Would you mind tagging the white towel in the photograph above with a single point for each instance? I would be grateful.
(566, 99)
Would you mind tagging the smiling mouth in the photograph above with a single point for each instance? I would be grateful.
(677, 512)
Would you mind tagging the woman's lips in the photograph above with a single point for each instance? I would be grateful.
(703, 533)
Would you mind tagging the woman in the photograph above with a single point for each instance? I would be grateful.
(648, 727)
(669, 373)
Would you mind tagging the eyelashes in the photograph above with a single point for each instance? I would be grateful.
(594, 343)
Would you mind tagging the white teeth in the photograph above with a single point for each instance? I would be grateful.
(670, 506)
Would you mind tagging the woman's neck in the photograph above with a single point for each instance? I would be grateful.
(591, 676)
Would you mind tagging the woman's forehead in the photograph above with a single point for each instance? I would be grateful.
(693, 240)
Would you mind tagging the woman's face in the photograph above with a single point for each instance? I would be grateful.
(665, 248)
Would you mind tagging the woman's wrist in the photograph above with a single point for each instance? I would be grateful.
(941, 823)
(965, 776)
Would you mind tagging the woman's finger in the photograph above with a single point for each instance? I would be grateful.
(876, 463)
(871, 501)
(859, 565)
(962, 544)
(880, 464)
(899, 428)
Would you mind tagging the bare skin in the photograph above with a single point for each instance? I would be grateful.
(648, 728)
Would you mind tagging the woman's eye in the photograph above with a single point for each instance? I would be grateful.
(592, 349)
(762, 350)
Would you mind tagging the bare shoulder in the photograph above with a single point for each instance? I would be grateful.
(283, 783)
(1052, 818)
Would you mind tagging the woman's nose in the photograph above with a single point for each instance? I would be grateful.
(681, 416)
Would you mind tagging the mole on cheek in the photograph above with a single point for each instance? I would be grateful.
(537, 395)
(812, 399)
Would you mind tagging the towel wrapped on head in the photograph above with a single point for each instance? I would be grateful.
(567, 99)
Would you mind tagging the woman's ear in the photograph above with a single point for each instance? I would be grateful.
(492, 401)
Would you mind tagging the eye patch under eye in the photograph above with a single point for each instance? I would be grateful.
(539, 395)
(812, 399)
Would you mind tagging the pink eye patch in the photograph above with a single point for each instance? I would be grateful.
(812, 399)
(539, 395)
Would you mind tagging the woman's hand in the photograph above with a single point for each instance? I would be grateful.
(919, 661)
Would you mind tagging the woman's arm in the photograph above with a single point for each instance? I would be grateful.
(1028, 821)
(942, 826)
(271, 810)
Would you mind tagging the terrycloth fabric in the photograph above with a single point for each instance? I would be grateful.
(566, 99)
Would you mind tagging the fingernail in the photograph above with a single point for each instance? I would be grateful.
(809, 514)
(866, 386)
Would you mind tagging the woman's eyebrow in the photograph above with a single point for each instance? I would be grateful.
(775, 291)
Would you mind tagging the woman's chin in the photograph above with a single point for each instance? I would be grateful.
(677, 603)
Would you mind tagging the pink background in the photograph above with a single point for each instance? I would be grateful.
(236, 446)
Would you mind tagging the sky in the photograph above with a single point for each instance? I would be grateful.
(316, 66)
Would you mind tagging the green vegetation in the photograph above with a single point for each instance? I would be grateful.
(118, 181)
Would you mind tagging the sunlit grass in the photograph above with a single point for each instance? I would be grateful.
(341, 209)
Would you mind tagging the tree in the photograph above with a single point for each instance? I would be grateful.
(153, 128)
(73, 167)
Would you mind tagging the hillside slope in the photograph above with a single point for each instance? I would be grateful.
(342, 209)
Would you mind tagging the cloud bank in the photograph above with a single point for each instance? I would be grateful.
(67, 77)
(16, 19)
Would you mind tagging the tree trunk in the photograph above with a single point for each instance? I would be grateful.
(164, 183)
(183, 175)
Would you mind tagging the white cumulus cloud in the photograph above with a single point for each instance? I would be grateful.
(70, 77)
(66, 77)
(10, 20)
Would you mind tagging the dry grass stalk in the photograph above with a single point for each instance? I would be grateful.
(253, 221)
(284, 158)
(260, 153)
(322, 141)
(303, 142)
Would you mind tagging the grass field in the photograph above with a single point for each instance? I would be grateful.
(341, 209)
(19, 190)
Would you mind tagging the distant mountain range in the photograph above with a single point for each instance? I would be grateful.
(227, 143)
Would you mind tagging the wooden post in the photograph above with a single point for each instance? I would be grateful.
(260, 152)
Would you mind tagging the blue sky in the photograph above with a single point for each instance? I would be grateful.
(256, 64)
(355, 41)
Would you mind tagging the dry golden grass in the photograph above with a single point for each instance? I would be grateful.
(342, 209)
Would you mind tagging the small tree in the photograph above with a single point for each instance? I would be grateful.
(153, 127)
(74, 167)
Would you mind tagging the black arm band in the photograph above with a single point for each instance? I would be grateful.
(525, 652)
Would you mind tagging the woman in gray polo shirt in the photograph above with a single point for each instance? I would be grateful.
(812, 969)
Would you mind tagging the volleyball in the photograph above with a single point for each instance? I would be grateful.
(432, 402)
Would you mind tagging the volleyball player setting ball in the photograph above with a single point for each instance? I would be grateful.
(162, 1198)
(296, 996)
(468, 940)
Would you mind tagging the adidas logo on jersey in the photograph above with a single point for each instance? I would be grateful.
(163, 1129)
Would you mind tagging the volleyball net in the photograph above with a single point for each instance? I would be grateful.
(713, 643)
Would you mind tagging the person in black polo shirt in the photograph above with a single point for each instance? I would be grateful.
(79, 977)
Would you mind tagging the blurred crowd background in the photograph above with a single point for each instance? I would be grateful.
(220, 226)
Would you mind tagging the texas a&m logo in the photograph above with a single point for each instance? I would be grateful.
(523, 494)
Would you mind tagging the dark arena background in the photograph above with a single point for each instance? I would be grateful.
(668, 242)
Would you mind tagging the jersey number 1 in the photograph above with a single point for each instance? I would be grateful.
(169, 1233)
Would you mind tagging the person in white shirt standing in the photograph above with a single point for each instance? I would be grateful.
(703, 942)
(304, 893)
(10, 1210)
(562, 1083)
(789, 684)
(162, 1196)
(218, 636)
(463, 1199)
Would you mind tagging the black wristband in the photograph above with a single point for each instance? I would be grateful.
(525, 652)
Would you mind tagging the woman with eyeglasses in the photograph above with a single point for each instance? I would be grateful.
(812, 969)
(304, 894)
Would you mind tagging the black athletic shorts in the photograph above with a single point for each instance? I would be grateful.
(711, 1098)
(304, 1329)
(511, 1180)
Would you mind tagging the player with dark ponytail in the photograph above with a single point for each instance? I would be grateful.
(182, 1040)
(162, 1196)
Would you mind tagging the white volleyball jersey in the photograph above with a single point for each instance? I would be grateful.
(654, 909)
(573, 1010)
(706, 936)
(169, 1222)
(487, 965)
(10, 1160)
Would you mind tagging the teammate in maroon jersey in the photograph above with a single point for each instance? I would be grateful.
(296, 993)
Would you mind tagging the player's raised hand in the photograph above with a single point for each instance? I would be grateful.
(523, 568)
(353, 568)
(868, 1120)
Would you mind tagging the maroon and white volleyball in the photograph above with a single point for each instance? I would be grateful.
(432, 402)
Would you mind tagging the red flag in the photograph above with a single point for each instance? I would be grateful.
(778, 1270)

☆ ☆ ☆

*YOUR OBJECTIVE:*
Quote the data above in full, changing nothing.

*RESULT OF THIS EXERCISE:*
Would you mind tagging the white towel in the photograph above with a single point for each instance? I would be grateful.
(566, 99)
Would you mind tagging the smiling mouth in the photograph above with a single point for each instance? I would be grateful.
(677, 512)
Would you mind tagging the woman's lips in the photograph above with a single point for each instance? I would be grateful.
(703, 533)
Would you mind tagging the woman in the photograph above with a single point for each instance? I would be grateful.
(648, 727)
(669, 373)
Would you mind tagging the eyelashes in the photograph above with a single point for each instance? I would be grateful.
(594, 343)
Would you mind tagging the white teeth in the photograph above with a single point for each instance? I would be grateful.
(670, 506)
Would you mind tagging the woman's neck in the photograph above with a single point for each instance? I would be grateful.
(591, 676)
Would you mind tagging the woman's forehead in the photograph above with a single point for each instance? I would be grateful.
(693, 240)
Would you mind tagging the woman's face in the photograph above with a single point for each instance? I would be grateful.
(665, 248)
Would you mind tagging the woman's wrist in the photograph above with a single point for each instance? I would be grateful.
(941, 823)
(965, 776)
Would you mind tagging the woman's finger in the photograph above with a single point for each instance? I would be grateful.
(876, 463)
(871, 501)
(859, 565)
(962, 544)
(880, 464)
(899, 428)
Would you mind tagging the bare skin in the photograph above with a single point for each instance? I would be grateful.
(648, 728)
Would you mind tagging the woman's eye in the photograph above with a single point for each instance? I would be grateful.
(592, 349)
(762, 350)
Would you mind tagging the bare shoulder in the photograph above with a single point for each instance? I would be grateful.
(283, 783)
(1052, 818)
Would you mind tagging the woman's nose in the photograph above with a single point for each instance? I would be grateful.
(681, 416)
Would you mind tagging the mole on cheek in the photograph above with a single point for each instance? I would be grateful.
(537, 395)
(812, 399)
Would you mind tagging the towel wrapped on head in the photograph above with a single point for each instance? I would be grateful.
(567, 99)
Would you mind tagging the woman's ear in the photograph above with a single point for each instance? I would be grateful.
(492, 401)
Would you mind tagging the eye patch under eye in the photograph above with a single point for each instance? I would be grateful.
(539, 395)
(812, 399)
Would you mind tagging the pink eye patch in the photograph above with a single point for each instance? I would be grateful.
(812, 399)
(539, 395)
Would you mind tagging the woman's hand in the photograph above with a single point for each instance? I would be grateful.
(919, 661)
Would you mind tagging the woman's arm in the photograph above with a single point for each instance? I would be grateful.
(1028, 821)
(942, 826)
(271, 810)
Would you mind tagging the terrycloth fabric in the photograph above with a single point for each instance? I would be grateful.
(566, 99)
Would you mind tagging the fingernail in the photograph above with a single point for each instance? I would be grateful.
(809, 514)
(866, 386)
Would you mind tagging the woman's eyebrow in the photograph above with a single point for each instance? I would be grateful.
(775, 291)
Would you mind tagging the woman's chin in the photograph above with a single point for each instance? I would be grateful.
(677, 603)
Would you mind tagging the pink background in the photograph above with a single point for each instance? I would be grateful.
(236, 446)
Would you mind tagging the sky in the photograph above with a single point for each instance? I would be grateful.
(316, 66)
Would you mind tagging the green vegetation in the photograph above with a single point for each instance? I would be grateful.
(118, 181)
Would you mind tagging the sunlit grass in the photograph above with a single point for each instance? I would be grateful.
(341, 209)
Would you mind tagging the tree in the photograph above with a single point for each instance? I would be grateful.
(153, 128)
(73, 167)
Would you mind tagging the hillside slope in the photograph above with a single point for each instance? I would be grateful.
(342, 209)
Would you mind tagging the cloud bank in the photograph above with a single point for each instance? I would be grateful.
(67, 77)
(16, 19)
Would you mind tagging the tree trunk in the photograph above with a single point for each instance? I would be grateful.
(164, 183)
(183, 175)
Would you mind tagging the white cumulus cloud in the photograph above with a single point for each instance? I would be grateful.
(70, 77)
(66, 77)
(10, 20)
Would you mind tagging the dry grass stalk in the photograph above with a single point for each instance? I would be grateful.
(253, 221)
(284, 158)
(260, 153)
(322, 141)
(303, 142)
Would you mind tagging the grass field in the photograph above with a single point for each instance? I would be grateful.
(341, 209)
(19, 190)
Would you mind tagging the distant mountain range in the photograph above with a single point for each instance? I would be grateful.
(227, 143)
Would you mind tagging the wooden post in the photograph above with a single point for each instance? I would be grateful.
(260, 152)
Would you mind tagging the blue sky in the photograph above with a single point for each instance? I would be grateful.
(256, 64)
(355, 41)
Would you mind tagging the dry golden grass in the photograph above with a single point for each instance? I would be grateful.
(342, 209)
Would you mind tagging the small tree in the photograph above with a single point for each instance? I would be grateful.
(153, 127)
(74, 167)
Would you mind tagging the black arm band in the photograph above with a single point for each instance? I would be grateful.
(525, 652)
Would you mind tagging the woman in gray polo shirt in the photograph above with a single point for each instance? I would be grateful.
(812, 969)
Would you mind tagging the volleyball in the photograph above with a single point for each instance? I would be grateful.
(432, 402)
Would you mind tagging the volleyball player setting ball in the photograph above with a single point for each instance? I would be grateful.
(162, 1198)
(296, 996)
(468, 940)
Would you mind tagging the adidas logo on jersey in the photograph above with a single point for each instance? I would be grateful.
(163, 1129)
Would you mind tagging the volleyball net in the photograph above with a single point for each instance? I would be grateful.
(713, 643)
Would you mind tagging the person in black polo shirt in the photograph above with a single point for each instance? I would be grateful.
(79, 977)
Would you mind tagging the blurred crowd background in the photograph above with a single point for each instance? I would be grateful.
(220, 226)
Would you mind tagging the texas a&m logo in the photograph above with a single point for each instance? I would be grateful.
(523, 494)
Would you mind tagging the dark arena background in the photograph above with a single point for each instance? I would be grateful.
(668, 242)
Would you mind tagging the jersey number 1 in the photograph above with a single point for each instance? I would be grateful.
(169, 1233)
Would you mind tagging the person in white shirt standing in the photograph above with a single point for each instance? I would be grateful.
(703, 942)
(304, 893)
(10, 1210)
(562, 1083)
(789, 684)
(162, 1196)
(218, 636)
(463, 1199)
Would you mind tagging the black wristband in the photograph above with a single point for each instance? I would be grateful.
(525, 652)
Would you mind tagging the woman with eyeglasses in the photograph above with a single point for each instance? I would be grateful.
(812, 969)
(304, 894)
Would you mind tagging the black athletic shorts in the photograph above with a single point for each instance? I would be grateful.
(711, 1098)
(304, 1329)
(511, 1180)
Would you mind tagging the player with dark ponytail in the photograph above with a single point for each instance? I would be grateful.
(182, 1040)
(162, 1196)
Would you mind tagging the white volleyball jersey in the photograph above with a single point for each instance? I would be grateful.
(654, 909)
(573, 1010)
(706, 936)
(169, 1222)
(487, 965)
(10, 1160)
Would you mind tagging the teammate in maroon jersey in the photograph above with a single point for each instance? I would be grateful.
(296, 993)
Would you mind tagging the player's raised hand in the photograph above with a single point for each instance? I would be grateful.
(523, 568)
(353, 568)
(868, 1120)
Would you mind tagging the maroon and white volleyball in the photograph above with a single point for each instance? I would be grateful.
(432, 402)
Would you mind tagging the red flag in the photograph above with a single point for each instance? I would be grateful.
(778, 1270)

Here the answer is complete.